• Stated problem: Rewrite all the lines below in full. In each answer, multiply both point coordinates by 0.7 and round to whole numbers, with halves rounding up. Leave every other number unchanged.

• Provided records:
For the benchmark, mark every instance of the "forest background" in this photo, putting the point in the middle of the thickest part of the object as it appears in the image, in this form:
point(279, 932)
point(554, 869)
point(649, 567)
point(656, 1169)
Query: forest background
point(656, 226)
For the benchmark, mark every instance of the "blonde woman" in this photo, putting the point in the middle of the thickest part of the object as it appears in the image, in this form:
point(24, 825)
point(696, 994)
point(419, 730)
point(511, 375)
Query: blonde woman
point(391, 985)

• Correct result:
For the benchmark, mark every instance of the "forest background" in this photo, putting the point in the middle of the thickest part of the object as it appears in the image, in this form:
point(279, 932)
point(554, 869)
point(649, 567)
point(656, 1169)
Query: forest background
point(459, 158)
For the benchmark, mark every instance of the "blonde woman" in this photo, putting the point in the middle of the thickest part of the object as it appears in the image, in this form:
point(24, 825)
point(696, 994)
point(419, 730)
point(511, 375)
Query: blonde woman
point(274, 690)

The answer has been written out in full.